Written instruction =
Read the data and repeat all of it exactly.

===

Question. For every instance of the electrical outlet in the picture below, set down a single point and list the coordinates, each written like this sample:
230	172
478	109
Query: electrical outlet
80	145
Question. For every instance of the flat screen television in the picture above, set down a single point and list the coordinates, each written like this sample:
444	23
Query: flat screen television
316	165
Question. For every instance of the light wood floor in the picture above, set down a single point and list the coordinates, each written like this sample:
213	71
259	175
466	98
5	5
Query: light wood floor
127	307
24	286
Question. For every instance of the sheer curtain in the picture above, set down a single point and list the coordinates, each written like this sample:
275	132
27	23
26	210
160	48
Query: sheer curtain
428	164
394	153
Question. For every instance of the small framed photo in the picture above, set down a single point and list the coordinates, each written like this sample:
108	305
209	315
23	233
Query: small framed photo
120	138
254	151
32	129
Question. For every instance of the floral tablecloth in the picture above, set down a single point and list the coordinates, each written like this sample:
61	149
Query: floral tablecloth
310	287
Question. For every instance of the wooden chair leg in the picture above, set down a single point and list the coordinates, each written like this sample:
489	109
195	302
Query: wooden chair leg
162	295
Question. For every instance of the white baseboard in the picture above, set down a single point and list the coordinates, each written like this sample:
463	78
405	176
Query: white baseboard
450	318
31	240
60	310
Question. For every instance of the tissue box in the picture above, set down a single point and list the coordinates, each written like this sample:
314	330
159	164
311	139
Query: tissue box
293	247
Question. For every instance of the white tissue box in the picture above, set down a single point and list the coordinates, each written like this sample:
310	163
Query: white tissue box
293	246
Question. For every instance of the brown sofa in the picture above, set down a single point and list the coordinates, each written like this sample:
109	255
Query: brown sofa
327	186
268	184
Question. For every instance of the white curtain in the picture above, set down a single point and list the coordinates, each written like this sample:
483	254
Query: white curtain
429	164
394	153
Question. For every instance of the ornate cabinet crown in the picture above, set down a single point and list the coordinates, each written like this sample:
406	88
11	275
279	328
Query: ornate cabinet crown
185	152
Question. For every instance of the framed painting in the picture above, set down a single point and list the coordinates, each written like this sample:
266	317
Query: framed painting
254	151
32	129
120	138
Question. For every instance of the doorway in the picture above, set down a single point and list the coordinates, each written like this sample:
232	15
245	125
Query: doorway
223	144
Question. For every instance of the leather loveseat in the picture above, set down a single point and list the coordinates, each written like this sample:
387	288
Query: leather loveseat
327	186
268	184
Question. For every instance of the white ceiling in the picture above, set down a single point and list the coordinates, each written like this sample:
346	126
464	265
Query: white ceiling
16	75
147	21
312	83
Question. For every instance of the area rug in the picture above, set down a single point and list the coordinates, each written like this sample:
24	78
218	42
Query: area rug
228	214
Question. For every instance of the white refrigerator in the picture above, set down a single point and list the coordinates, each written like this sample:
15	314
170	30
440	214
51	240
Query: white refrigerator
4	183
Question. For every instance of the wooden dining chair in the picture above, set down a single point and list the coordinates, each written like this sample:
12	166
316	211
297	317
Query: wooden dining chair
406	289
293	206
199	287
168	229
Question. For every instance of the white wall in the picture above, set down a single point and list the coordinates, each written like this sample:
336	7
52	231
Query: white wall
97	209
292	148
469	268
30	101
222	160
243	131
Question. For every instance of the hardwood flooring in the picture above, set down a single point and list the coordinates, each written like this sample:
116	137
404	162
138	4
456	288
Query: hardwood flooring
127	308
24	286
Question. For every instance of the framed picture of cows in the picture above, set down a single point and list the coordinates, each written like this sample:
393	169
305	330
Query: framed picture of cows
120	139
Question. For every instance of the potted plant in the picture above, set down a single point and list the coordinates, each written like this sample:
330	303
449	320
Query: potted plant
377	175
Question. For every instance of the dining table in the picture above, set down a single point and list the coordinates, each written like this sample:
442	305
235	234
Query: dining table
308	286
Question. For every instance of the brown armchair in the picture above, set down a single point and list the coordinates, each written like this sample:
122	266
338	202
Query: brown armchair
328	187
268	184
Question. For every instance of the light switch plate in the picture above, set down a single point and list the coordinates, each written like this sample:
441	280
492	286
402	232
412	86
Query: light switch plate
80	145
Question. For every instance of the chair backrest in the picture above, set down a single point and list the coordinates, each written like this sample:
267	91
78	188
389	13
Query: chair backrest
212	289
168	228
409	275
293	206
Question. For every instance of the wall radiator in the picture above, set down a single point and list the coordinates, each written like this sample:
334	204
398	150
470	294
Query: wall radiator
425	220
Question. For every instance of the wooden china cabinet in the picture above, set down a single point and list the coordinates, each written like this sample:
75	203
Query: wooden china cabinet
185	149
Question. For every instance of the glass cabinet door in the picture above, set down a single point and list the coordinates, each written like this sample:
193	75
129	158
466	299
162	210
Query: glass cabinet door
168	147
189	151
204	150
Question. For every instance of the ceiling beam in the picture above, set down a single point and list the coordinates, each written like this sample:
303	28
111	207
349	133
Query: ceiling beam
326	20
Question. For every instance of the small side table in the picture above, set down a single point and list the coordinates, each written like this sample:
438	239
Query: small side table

===

Solution to this exercise =
Question. For every instance of the electrical outlet in the picture below, set down a single point and list the coordinates, each written like this sample:
230	172
478	109
Query: electrical outlet
80	145
Question. For every instance of the flat screen television in the picture above, set down a single point and list the coordinates, each written like this sample:
444	23
Query: flat screen television
316	165
Question. For every instance of the light wood floor in the picture above, set down a single point and list the coordinates, each written like this sample:
213	71
259	175
466	98
5	5
Query: light wood floor
127	307
24	286
Question. For every instance of the sheer curtain in the picture above, set down a single point and list the coordinates, each written like this sample:
275	132
27	23
26	210
160	48
Query: sheer curtain
428	164
394	153
Question. For every instance of the small framed photo in the picture above, set down a single point and list the coordinates, each written like this sample:
108	305
209	315
23	233
Query: small framed photo
120	138
254	151
32	129
Question. For every instance of the floral tablecloth in the picture above, set down a single point and list the coordinates, each written like this sample:
61	149
Query: floral tablecloth
310	287
Question. For every instance of the wooden chair leg in the picture above, set down a single point and list the coordinates, each written like this sample:
489	109
195	302
Query: wooden chair leg
162	295
Question. For every instance of the white baseboard in the picture above, set down a single point and list the coordinates, each written like this sample:
463	78
405	176
Query: white baseboard
450	318
31	240
60	310
Question. For every instance of the tissue box in the picture above, set down a single point and list the coordinates, each written like this sample:
314	330
159	164
311	139
Query: tissue box
293	247
Question. For every instance of the white tissue box in the picture above, set down a single point and list the coordinates, each written like this sample:
310	163
Query: white tissue box
293	246
Question. For every instance of the brown sofa in the picture above, set down a single point and list the coordinates, each written like this sample:
109	255
Query: brown sofa
327	186
268	184
Question. For every instance of the white curtain in the picture above, set down a single point and list the coordinates, each written like this sample:
483	254
Query: white curtain
429	164
394	153
Question. For every instance of the ornate cabinet crown in the picture above, set down a single point and list the coordinates, each written like this sample:
406	88
11	275
279	328
Query: ornate cabinet crown
185	152
Question. For every instance of the framed painting in the picture above, set down a single point and list the coordinates, each written like this sample:
266	317
Query: framed painting
254	151
32	129
120	138
Question. For every instance of the doorway in the picture above, set down a single point and list the coordinates, each written like this sample:
232	15
245	125
Query: doorway
223	144
Question. For every instance of the leather loveseat in the picture above, set down a single point and list the coordinates, each written like this sample:
387	288
Query: leather loveseat
327	186
268	184
Question. For every instance of the white ceiling in the picture above, set down a single point and list the coordinates, each written like this sample:
346	126
464	265
Query: white ceiling
16	75
147	21
312	83
Question. For every instance of the area rug in the picture above, set down a single point and list the coordinates, each written like this sample:
24	78
218	42
Query: area rug
228	214
Question. For every instance of the white refrigerator in the picture above, set down a single point and list the coordinates, each written like this sample:
15	314
170	30
440	214
51	240
Query: white refrigerator
4	183
Question. For every instance of the wooden dining chair in the picture above, set down a single point and list the coordinates, each written like this sample:
12	166
316	211
297	317
Query: wooden dining chair
406	289
293	206
199	287
168	229
Question. For every instance of the white wall in the picture above, set down a single point and list the coordinates, each written like this sample:
336	7
52	231
Query: white wall
97	209
292	148
469	268
30	101
222	160
243	131
Question. For every instance of the hardwood flooring in the picture above, set down a single point and list the coordinates, each written like this sample:
116	137
404	162
138	4
456	288
Query: hardwood flooring
127	308
24	286
Question. For every instance of the framed picture of cows in the picture above, set down a single point and list the coordinates, each written like this sample:
393	169
305	330
Query: framed picture of cows
120	139
Question. For every instance of the potted plant in the picture above, set down a single point and list the coordinates, each written like this sample:
330	303
449	320
Query: potted plant
377	175
Question. For every instance of the dining table in the picture above, set down a single point and list the coordinates, each written like this sample:
442	305
235	234
Query: dining table
308	286
Question. For every instance of the brown armchair in the picture above, set down a single point and list the coordinates, each written like this sample:
122	266
338	202
Query: brown armchair
328	187
268	184
Question. For every instance of the light switch plate in the picture above, set down a single point and list the coordinates, each written like this sample:
441	280
492	286
402	232
412	86
Query: light switch plate
80	145
Question. For every instance of the chair backrest in the picture above, set down a single point and list the coordinates, each written like this sample:
267	91
78	188
389	13
Query: chair backrest
212	289
168	228
409	275
293	206
Question. For every instance of the wall radiator in the picture above, set down a single point and list the coordinates, each written like this sample:
334	204
398	150
470	294
Query: wall radiator
425	220
Question. For every instance of the wooden china cabinet in the picture above, set down a single point and list the coordinates, each written like this sample:
75	203
Query: wooden china cabinet
185	149
Question. For every instance of the glass cabinet door in the picture above, set down a single point and list the coordinates, each written like this sample:
193	75
129	158
466	299
162	210
Query: glass cabinet door
168	147
189	151
204	150
Question. For every instance of the ceiling beam in the picture above, set down a single point and list the coordinates, each written like this sample:
303	28
111	207
349	133
Query: ceiling beam
326	20
Question. For every instance of the small side table in the picture above, set down a single point and list the coordinates, each written like this sample:
438	239
Query: small side table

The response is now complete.